* TASK TO CARRY OUT *
Can you copy out the rows below, from the one containing "The component shall return one point per instance of the foam" through the last row inclusive, keeping the request rows unchanged and shifting both coordinates of every point up by 62?

Photo-based point labeling data
=====

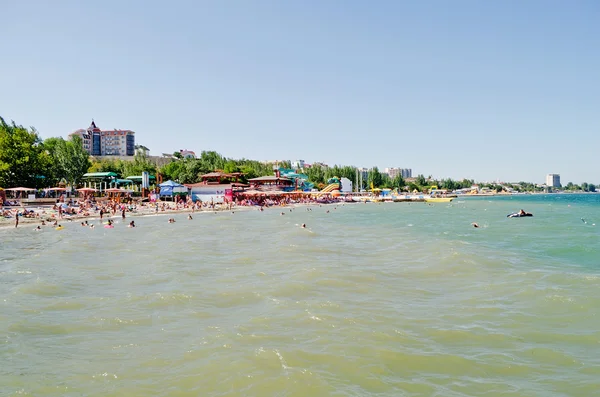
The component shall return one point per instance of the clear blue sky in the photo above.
(489, 90)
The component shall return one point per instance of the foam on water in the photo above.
(388, 300)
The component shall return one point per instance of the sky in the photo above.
(490, 90)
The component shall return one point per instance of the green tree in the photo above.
(71, 159)
(398, 182)
(375, 178)
(139, 164)
(22, 159)
(230, 167)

=====

* WORKED SOLUTION *
The component shall return one point per instance of the foam on water in the photo above.
(450, 362)
The component shall return one point per instance of the sky in the photo above.
(552, 152)
The component shall return one point per instance of the green tree in the photo above.
(133, 221)
(460, 244)
(437, 240)
(201, 226)
(84, 221)
(292, 229)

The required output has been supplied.